:: Aim of the task ::
Search the records below for the word "grassy". Copy each line where it occurs.

:: Stored data ::
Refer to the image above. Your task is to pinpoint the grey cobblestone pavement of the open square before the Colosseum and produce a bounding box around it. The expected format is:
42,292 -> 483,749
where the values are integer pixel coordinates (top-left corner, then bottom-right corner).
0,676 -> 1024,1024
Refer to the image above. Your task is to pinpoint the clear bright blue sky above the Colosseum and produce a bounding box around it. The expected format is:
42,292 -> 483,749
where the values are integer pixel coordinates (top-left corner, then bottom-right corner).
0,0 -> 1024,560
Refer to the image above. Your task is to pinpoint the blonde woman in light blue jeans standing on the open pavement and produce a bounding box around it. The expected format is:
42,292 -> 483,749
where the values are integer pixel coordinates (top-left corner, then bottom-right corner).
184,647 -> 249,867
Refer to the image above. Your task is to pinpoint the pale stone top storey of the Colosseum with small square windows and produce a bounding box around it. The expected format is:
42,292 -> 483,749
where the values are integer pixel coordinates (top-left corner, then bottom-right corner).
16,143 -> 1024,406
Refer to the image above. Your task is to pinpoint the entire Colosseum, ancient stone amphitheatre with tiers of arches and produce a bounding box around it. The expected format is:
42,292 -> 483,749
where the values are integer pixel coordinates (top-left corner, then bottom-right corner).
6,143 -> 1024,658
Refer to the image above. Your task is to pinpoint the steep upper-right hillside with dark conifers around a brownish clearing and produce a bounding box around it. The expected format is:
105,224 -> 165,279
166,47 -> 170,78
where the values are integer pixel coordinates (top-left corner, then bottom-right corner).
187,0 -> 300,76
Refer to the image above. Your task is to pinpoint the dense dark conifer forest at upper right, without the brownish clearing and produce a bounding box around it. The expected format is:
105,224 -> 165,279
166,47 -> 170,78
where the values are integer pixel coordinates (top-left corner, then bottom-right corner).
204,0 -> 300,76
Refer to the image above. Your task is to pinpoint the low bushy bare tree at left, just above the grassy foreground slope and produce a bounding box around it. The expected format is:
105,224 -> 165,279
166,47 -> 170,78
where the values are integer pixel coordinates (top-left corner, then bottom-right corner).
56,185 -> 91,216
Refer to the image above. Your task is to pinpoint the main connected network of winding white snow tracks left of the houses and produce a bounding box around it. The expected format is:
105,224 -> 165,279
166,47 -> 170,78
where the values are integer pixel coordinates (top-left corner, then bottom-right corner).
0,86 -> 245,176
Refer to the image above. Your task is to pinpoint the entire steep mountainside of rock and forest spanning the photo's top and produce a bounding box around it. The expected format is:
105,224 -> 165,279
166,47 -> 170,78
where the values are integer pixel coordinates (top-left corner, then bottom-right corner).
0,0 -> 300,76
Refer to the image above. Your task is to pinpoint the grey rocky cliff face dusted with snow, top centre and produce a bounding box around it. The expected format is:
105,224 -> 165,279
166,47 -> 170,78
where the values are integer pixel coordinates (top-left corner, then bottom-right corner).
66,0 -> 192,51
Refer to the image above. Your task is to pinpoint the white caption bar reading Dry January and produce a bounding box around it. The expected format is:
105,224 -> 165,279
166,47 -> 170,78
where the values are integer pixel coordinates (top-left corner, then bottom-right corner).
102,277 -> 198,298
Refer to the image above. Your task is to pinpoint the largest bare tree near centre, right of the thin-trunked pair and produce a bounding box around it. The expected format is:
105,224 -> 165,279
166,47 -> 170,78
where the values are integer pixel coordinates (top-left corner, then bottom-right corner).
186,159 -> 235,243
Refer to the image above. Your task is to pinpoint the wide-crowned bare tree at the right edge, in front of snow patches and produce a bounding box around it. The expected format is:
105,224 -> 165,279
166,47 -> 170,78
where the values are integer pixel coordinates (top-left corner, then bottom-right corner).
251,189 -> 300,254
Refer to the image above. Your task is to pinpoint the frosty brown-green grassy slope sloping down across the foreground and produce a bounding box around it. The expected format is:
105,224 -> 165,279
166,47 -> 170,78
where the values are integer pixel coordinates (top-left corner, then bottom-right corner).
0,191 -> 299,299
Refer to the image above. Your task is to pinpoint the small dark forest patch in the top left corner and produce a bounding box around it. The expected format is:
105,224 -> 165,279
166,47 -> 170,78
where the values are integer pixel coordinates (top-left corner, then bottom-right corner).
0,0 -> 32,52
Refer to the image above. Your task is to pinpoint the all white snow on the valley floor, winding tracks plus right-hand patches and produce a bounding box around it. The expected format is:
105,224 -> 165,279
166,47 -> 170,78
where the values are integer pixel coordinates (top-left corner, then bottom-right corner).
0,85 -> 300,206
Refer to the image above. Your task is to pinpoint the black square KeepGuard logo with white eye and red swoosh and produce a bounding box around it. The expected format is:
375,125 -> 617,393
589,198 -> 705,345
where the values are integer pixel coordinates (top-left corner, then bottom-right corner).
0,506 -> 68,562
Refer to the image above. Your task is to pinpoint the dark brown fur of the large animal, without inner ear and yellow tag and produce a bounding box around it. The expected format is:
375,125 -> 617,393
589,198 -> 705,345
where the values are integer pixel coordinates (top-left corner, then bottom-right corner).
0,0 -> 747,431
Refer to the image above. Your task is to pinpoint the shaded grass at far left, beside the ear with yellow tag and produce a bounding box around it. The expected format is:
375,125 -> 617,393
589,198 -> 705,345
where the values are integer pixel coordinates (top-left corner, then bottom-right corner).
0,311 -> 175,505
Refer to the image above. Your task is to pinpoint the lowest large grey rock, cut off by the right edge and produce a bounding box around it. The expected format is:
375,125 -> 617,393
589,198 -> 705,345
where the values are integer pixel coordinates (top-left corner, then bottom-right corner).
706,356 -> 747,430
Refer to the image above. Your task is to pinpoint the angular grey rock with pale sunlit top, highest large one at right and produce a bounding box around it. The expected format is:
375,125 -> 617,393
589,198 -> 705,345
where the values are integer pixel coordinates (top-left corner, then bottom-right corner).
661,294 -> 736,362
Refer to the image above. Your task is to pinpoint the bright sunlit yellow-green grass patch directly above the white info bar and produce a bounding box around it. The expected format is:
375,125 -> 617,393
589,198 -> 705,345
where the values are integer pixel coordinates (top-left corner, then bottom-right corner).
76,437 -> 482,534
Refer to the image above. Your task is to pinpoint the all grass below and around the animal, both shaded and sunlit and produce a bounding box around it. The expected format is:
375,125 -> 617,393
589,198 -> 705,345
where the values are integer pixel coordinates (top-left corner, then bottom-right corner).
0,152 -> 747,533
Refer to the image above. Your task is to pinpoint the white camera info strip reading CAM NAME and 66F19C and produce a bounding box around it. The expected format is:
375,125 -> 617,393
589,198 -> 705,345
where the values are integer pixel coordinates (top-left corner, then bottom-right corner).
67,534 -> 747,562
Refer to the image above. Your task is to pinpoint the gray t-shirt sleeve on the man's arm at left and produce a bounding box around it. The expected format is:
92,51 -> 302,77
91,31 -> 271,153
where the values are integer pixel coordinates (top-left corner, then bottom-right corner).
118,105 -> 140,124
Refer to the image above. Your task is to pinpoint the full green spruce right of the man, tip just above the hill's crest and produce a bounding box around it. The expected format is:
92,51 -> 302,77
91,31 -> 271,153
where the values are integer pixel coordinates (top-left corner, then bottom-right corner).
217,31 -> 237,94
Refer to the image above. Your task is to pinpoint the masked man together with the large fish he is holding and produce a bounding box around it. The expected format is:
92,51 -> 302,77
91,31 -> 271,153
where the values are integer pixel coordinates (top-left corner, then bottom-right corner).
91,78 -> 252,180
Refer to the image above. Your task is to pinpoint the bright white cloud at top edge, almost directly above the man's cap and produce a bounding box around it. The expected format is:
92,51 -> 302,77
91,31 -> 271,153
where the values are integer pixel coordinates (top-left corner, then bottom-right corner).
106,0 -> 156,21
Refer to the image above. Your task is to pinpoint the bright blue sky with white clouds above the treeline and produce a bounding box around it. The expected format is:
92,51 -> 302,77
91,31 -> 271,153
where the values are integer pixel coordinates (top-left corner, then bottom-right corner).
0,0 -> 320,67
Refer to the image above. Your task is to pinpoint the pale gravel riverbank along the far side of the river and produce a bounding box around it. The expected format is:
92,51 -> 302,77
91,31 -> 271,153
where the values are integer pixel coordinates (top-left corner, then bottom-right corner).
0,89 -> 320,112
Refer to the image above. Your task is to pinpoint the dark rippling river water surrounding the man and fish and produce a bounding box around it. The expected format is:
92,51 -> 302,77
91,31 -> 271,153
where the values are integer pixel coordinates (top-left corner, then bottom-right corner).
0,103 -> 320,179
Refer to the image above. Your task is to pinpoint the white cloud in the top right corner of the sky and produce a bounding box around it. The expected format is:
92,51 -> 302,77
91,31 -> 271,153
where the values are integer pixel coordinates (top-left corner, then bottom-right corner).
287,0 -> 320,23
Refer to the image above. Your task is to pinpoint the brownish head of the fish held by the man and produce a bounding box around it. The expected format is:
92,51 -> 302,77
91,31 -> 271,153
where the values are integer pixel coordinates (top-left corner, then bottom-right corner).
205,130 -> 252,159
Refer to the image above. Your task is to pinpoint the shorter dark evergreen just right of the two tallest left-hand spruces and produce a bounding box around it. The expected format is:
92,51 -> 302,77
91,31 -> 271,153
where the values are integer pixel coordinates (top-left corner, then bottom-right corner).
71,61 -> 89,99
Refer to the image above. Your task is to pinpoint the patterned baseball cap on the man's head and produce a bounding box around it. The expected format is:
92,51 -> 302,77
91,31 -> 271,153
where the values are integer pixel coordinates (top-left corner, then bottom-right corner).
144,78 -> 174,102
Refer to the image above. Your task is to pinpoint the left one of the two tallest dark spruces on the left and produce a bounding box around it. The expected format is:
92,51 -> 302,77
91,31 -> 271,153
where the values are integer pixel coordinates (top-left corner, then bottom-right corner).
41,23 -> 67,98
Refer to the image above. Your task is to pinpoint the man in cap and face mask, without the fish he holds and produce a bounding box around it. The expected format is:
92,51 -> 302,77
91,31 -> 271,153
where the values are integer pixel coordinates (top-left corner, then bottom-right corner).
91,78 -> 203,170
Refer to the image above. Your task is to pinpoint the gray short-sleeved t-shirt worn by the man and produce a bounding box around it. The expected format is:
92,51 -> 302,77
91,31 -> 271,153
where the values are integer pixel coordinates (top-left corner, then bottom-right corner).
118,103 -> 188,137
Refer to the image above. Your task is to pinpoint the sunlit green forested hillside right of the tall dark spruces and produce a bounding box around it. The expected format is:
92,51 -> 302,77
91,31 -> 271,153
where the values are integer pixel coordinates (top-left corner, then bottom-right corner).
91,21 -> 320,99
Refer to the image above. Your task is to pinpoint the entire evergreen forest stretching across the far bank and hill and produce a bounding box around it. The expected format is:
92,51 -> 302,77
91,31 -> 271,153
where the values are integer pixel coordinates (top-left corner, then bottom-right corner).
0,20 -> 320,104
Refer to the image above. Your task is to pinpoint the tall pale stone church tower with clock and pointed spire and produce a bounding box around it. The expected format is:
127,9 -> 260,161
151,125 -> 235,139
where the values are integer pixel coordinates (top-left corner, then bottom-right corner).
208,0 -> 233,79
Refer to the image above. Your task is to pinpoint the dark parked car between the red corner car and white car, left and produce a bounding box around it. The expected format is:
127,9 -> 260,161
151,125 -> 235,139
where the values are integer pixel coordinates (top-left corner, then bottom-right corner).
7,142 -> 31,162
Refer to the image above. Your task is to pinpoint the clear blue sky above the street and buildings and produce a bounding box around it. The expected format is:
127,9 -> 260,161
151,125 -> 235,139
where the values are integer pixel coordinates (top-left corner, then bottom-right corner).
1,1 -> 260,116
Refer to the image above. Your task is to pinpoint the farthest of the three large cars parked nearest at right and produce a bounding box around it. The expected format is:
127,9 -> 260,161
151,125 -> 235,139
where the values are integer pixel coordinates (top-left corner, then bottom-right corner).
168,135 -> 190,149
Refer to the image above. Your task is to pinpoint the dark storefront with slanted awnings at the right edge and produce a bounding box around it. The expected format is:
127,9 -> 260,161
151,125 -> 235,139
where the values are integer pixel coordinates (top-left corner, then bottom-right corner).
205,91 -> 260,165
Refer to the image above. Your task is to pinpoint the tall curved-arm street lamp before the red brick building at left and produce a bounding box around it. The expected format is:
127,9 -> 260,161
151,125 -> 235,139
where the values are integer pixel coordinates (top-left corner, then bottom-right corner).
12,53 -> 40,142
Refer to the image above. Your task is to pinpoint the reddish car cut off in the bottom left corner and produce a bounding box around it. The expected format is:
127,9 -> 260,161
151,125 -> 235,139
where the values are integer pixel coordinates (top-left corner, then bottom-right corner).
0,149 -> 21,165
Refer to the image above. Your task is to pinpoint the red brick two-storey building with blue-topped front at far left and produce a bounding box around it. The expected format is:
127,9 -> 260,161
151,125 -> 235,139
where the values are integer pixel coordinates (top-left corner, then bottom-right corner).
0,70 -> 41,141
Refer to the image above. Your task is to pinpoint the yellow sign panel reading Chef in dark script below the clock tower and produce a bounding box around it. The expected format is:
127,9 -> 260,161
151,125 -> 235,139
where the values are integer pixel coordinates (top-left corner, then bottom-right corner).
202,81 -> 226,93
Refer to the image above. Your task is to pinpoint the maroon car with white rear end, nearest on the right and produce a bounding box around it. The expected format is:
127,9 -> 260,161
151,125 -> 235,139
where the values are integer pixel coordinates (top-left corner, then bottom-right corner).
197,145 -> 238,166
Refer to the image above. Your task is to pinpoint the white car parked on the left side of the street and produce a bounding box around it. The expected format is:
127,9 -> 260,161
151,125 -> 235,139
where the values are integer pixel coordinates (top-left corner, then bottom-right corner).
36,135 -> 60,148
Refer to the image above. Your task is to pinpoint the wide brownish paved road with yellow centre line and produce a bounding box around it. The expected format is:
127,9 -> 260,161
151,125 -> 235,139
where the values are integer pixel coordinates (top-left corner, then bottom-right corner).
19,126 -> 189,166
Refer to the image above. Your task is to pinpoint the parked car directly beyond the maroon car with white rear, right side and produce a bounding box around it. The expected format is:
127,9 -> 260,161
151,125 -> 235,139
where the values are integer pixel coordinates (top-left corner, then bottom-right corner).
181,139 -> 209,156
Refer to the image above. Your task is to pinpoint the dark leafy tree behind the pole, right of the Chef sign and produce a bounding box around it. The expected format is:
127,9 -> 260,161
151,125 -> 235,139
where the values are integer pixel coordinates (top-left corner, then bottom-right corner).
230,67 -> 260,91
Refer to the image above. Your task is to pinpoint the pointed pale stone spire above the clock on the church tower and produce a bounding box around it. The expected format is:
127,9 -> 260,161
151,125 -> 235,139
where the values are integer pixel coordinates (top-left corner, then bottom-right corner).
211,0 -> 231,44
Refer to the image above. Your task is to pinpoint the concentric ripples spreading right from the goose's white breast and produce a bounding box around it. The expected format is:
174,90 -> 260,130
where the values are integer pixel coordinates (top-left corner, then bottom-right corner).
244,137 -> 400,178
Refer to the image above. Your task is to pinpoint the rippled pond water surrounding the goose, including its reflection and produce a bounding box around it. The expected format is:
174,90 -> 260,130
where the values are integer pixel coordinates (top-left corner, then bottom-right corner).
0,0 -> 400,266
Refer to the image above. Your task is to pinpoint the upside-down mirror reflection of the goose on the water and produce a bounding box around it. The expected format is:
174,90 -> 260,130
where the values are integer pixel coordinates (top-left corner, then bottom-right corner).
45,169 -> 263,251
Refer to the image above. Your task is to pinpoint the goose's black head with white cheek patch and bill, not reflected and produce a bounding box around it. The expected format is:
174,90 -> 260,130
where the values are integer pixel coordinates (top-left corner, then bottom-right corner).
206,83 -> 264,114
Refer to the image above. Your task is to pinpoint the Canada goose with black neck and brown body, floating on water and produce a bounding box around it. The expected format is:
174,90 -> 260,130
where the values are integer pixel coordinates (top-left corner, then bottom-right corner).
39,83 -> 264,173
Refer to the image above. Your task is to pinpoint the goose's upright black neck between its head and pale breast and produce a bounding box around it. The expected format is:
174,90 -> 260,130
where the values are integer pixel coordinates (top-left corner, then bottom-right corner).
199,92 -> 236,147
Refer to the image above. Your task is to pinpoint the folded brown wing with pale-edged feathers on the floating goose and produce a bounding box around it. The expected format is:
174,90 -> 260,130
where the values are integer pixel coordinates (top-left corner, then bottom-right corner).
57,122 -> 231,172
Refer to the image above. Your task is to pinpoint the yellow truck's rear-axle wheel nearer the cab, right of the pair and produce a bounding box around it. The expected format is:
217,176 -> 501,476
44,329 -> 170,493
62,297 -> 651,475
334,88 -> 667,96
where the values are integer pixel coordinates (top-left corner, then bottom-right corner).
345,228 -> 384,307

:: Task result ::
Refer to the image above. Your task is to pinpoint the low bushy bare tree at left, just above the grassy foreground slope and produce a bounding box around it. The expected format is:
Refer to the image above. Your task is to pinpoint the frosty brown-green grassy slope sloping down across the foreground and produce a bounding box around it. The expected format is:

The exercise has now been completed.